> _WHAT YOU ARE ASKED TO DO_
Word for word, repeat all of the entries.

> _DATA TO USE_

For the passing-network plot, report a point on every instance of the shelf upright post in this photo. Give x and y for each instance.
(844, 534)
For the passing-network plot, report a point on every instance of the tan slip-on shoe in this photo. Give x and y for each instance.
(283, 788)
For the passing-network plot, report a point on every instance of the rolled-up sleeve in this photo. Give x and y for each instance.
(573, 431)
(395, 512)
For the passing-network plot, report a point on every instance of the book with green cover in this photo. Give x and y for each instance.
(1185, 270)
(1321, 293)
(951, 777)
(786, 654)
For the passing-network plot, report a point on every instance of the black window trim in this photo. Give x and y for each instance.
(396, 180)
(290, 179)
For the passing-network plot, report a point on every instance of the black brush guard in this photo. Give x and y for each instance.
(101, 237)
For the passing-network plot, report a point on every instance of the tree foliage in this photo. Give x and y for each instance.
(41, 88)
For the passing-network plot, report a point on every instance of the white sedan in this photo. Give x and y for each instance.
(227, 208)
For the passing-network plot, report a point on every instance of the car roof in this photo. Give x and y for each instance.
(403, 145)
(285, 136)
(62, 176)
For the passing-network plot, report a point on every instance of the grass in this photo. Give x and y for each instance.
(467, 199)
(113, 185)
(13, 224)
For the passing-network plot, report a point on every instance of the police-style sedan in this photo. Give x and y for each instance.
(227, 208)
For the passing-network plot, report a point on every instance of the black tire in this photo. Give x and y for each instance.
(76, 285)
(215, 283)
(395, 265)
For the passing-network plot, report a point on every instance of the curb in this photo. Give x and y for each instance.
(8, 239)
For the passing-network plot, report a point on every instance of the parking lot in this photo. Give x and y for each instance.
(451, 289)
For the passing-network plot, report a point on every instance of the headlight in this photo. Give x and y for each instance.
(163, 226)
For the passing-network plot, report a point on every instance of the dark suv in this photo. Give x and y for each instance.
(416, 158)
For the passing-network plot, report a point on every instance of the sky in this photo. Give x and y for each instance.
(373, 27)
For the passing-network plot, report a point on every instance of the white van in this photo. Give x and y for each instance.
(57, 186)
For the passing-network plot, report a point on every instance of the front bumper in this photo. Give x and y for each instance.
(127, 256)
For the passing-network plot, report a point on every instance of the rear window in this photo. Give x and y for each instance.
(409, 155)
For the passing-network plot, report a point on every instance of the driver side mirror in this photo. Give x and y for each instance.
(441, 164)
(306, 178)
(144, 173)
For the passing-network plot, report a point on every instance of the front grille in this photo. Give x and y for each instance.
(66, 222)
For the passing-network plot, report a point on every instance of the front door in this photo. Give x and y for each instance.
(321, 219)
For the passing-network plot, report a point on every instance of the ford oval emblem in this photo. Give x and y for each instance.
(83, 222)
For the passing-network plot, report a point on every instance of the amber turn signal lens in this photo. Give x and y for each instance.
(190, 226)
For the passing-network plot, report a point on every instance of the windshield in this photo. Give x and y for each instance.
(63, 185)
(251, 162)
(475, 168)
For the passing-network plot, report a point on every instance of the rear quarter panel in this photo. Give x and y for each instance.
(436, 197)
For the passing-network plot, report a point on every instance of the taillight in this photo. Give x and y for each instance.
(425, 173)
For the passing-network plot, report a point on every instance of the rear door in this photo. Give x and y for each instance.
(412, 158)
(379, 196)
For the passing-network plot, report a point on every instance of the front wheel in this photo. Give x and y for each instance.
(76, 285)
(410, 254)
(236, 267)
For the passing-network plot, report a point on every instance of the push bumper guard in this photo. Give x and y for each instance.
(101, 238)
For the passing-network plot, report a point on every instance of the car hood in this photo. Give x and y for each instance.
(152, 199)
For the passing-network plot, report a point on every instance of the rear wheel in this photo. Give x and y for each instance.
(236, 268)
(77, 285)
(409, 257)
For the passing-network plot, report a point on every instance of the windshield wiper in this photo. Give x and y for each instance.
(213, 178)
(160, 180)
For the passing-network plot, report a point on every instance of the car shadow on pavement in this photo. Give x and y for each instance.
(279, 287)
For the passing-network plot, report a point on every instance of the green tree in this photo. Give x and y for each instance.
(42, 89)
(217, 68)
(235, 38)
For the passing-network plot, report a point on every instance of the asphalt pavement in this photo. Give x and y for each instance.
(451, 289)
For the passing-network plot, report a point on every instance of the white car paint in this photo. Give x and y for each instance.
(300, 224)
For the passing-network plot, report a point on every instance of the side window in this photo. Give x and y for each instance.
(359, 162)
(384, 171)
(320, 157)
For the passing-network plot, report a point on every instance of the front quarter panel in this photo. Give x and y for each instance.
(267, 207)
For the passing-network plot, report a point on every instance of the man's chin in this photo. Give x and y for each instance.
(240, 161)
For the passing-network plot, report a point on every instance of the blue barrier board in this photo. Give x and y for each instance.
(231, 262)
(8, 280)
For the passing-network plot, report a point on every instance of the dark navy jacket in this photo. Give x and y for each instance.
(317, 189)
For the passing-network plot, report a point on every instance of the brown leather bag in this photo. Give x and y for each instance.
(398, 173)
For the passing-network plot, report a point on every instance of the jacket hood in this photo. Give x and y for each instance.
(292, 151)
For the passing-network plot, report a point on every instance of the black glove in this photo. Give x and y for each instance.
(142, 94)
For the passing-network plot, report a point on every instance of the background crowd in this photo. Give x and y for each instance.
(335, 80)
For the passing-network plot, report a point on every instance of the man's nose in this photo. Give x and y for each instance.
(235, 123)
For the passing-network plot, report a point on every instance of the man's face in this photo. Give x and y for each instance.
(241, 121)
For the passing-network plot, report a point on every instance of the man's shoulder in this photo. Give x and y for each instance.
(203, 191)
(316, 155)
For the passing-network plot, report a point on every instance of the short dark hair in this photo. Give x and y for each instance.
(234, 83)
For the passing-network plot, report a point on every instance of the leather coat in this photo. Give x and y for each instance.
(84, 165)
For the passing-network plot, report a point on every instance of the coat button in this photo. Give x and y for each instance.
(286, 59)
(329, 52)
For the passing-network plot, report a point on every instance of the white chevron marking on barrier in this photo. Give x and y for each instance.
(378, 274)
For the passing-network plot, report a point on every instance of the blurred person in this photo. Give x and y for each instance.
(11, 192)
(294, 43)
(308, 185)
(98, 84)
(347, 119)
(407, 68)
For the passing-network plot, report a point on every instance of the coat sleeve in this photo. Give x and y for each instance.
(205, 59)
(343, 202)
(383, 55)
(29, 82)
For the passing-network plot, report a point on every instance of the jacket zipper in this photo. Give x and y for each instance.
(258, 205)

> _TASK ANSWER_
For the passing-network plot, report a point on every instance of the shelf upright post in this photo. Give x and y for each instance.
(844, 534)
For the passing-network plot, report a point on every instance of the tan slip-on shoe in this photo. Give x and y for each instance.
(283, 788)
For the passing-network plot, report a point on every instance of the rolled-up sleeve in this photo. Give x and y for each instance.
(573, 431)
(395, 512)
For the passing-network plot, report a point on every instance of the book with green cover in this photo. Give x and y for each instance.
(1185, 270)
(1321, 293)
(951, 777)
(786, 654)
For the passing-network plot, report a point on every instance of the black window trim in this photo. Give x and y for each instance.
(396, 180)
(290, 179)
For the passing-network plot, report a point on every instance of the black brush guard in this photo. Give x and y for each instance.
(101, 237)
For the passing-network plot, report a point on every instance of the tree foliage in this photo. Give x and y for each instance.
(41, 88)
For the passing-network plot, report a point on every instance of the white sedan in this photo. Give x and y for each instance.
(227, 208)
For the passing-network plot, report a point on every instance of the car roof in this photo. Give x and y for each instance.
(403, 145)
(285, 136)
(62, 176)
For the passing-network plot, report a point on every instance of the grass in this photo. Give x and y for each instance.
(467, 199)
(113, 185)
(13, 224)
For the passing-network plot, report a point on every instance of the police-style sedan in this photo. Give x and y for each instance.
(227, 208)
For the passing-network plot, report a point on every instance of the black tire in this photo. Give x and y for each instance.
(76, 285)
(215, 283)
(395, 265)
For the passing-network plot, report a point on every instance of the curb in this photo. Give x and y for each instance.
(8, 239)
For the passing-network plot, report a point on every instance of the parking lot in this photo. Give x and y for each instance.
(451, 289)
For the passing-network plot, report a point on every instance of the headlight in this photo. Give x and y for each instance.
(163, 226)
For the passing-network plot, report a point on every instance of the dark suv in this photo. Give x and y for each instance.
(416, 158)
For the passing-network plot, report a point on every instance of the sky in this photo. Give x and y for each instance.
(373, 27)
For the passing-network plot, report a point on every instance of the white van in this photo. Give x and y for each instance.
(57, 186)
For the passing-network plot, report a point on every instance of the front bumper in this photo. Give x and y for each instance.
(127, 256)
For the passing-network plot, report a point on every instance of the rear window in this photo. Give x and y for each instance.
(409, 155)
For the passing-network plot, report a point on every instance of the driver side mirror in this photo. Give x and y for each instance.
(441, 164)
(306, 178)
(144, 173)
For the passing-network plot, report a point on every instance of the front grille in this photo. Give x and y for each instance.
(66, 222)
For the passing-network plot, report a point on every instance of the front door in this photo. Give x and y for each instance.
(321, 219)
For the passing-network plot, report a point on every instance of the ford oval emblem in this photo. Give x and y for each instance.
(83, 222)
For the passing-network plot, report a point on every instance of the amber turn signal lens in this photo. Give x and y for each instance.
(190, 226)
For the passing-network plot, report a point on every instance of the windshield in this photo. Give x and y for each instance.
(63, 185)
(251, 162)
(475, 168)
For the passing-network plot, report a point on every instance of the rear quarter panel in this photo. Give x and y for each instance.
(436, 197)
For the passing-network plot, report a point on every instance of the taillight in this photo. Give x and y for each instance.
(425, 173)
For the passing-network plot, report a point on every instance of the rear door in this photo. Give x and y for each instance.
(412, 158)
(379, 196)
For the passing-network plot, report a point on every instance of the front wheel in this photo. Give x and y for each instance.
(76, 285)
(410, 254)
(236, 267)
For the passing-network plot, report a point on every instance of the push bumper guard in this photo. Give x and y for each instance.
(101, 238)
For the passing-network plot, report a point on every instance of the car hood in this photo. Give x and y for each instance.
(152, 199)
For the passing-network plot, report a point on every instance of the rear wheel in this photo. Give x and y for each instance.
(236, 268)
(77, 285)
(409, 257)
For the passing-network plot, report a point on every instance of the windshield wiper in this photo. Give x and y for each instance.
(213, 178)
(160, 180)
For the passing-network plot, report a point on every instance of the car shadow on pavement in this photo. Give x and y for each instance.
(279, 287)
For the passing-network plot, report a point on every instance of the green tree in this photo. Give x and y for each instance.
(42, 89)
(217, 68)
(235, 38)
For the passing-network plot, report a point on every instance of the asphalt pavement in this photo. Give x and y for each instance.
(451, 289)
For the passing-network plot, report a point on every instance of the white car paint in this photo. Give x and y for each instance.
(300, 224)
For the passing-network plot, report a point on every instance of the side window in this photo. Give x and y for each instance.
(359, 162)
(384, 171)
(320, 157)
For the passing-network plot, report a point on every instance of the front quarter panel in this photo. Give x and y for each instance.
(267, 207)
For the passing-network plot, report a point on every instance of the man's chin in this photo. Give x and y for each instance.
(240, 161)
For the passing-network plot, report a point on every instance of the blue barrier board in this photo. Give x and y for each instance.
(231, 262)
(8, 280)
For the passing-network plot, report a point on every instance of the dark navy jacket in this photo. Give x and y for each instance.
(317, 189)
For the passing-network plot, report a point on every instance of the brown leather bag in this photo. Give x and y for each instance.
(398, 173)
For the passing-network plot, report a point on every instance of the jacket hood in this photo. Give x and y for each instance.
(292, 151)
For the passing-network plot, report a point on every instance of the black glove in this photo. Give x and y for each instance.
(142, 94)
For the passing-network plot, report a point on every instance of the background crowd in this photo. Give x and y for each instance.
(335, 80)
For the passing-network plot, report a point on every instance of the man's nose in this photo. Give x and y for each instance.
(235, 123)
For the passing-network plot, report a point on every instance of the man's face in this photo. Give x and y for each instance.
(241, 121)
For the passing-network plot, report a point on every instance of the man's shoulder in this photo. Give x and y for each instance.
(203, 191)
(316, 155)
For the passing-network plot, report a point on every instance of the short dark hair in this photo. Give x and y for each instance.
(234, 83)
For the passing-network plot, report a point on every instance of the leather coat in this photo. Give x and y for each instance.
(84, 165)
For the passing-network plot, report a point on every instance of the coat button in this photo. Give x and y for each instance.
(286, 59)
(329, 52)
For the passing-network plot, report a point on every instance of the white chevron marking on barrier in this photo. Give x and y for each instance.
(378, 274)
For the passing-network plot, report a point on every instance of the blurred person in this photo. Give x and y for each instance.
(11, 192)
(294, 43)
(308, 185)
(98, 84)
(347, 119)
(407, 68)
For the passing-network plot, report a point on every instance of the coat sleeve in this photo. Give x and y for each instance.
(205, 59)
(343, 202)
(383, 55)
(29, 82)
For the passing-network plot, report a point on every instance of the jacket zipper in this photo. Give x and y for each instance.
(258, 205)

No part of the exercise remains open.